### Assignment
Using the data below, copy every line that contains the word "armrest".
====================
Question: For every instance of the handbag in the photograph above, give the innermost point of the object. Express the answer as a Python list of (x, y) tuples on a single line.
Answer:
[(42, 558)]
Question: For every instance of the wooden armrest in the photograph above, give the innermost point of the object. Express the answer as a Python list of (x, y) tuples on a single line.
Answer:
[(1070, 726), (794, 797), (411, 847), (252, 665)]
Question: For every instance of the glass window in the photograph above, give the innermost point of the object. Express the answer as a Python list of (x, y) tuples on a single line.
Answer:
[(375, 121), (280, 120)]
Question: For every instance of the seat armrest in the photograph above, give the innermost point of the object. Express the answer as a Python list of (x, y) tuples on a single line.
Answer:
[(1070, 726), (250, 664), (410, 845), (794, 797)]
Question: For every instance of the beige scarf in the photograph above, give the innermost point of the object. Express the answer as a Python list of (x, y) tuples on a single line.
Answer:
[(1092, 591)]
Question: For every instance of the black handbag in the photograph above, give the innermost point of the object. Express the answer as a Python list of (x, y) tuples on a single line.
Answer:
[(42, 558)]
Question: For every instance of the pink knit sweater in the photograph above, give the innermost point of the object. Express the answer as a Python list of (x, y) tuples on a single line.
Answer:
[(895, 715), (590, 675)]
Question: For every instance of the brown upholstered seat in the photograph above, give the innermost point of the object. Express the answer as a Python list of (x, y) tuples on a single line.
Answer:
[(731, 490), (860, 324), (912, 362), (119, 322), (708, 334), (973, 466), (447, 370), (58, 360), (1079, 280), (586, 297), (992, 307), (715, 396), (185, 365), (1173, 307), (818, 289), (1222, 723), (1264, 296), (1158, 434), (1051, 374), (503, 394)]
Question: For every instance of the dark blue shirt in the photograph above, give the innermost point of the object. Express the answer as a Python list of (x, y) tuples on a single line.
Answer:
====================
### Solution
Question: For every instance of the wooden armrest in the photograph above, give the innermost point of the object. Express the answer as a Python list of (x, y) tuples on a single line.
Question: For every instance of the seat armrest in the photograph above, give the innermost point of the object. Express the answer as a Python list of (x, y) tuples on a single line.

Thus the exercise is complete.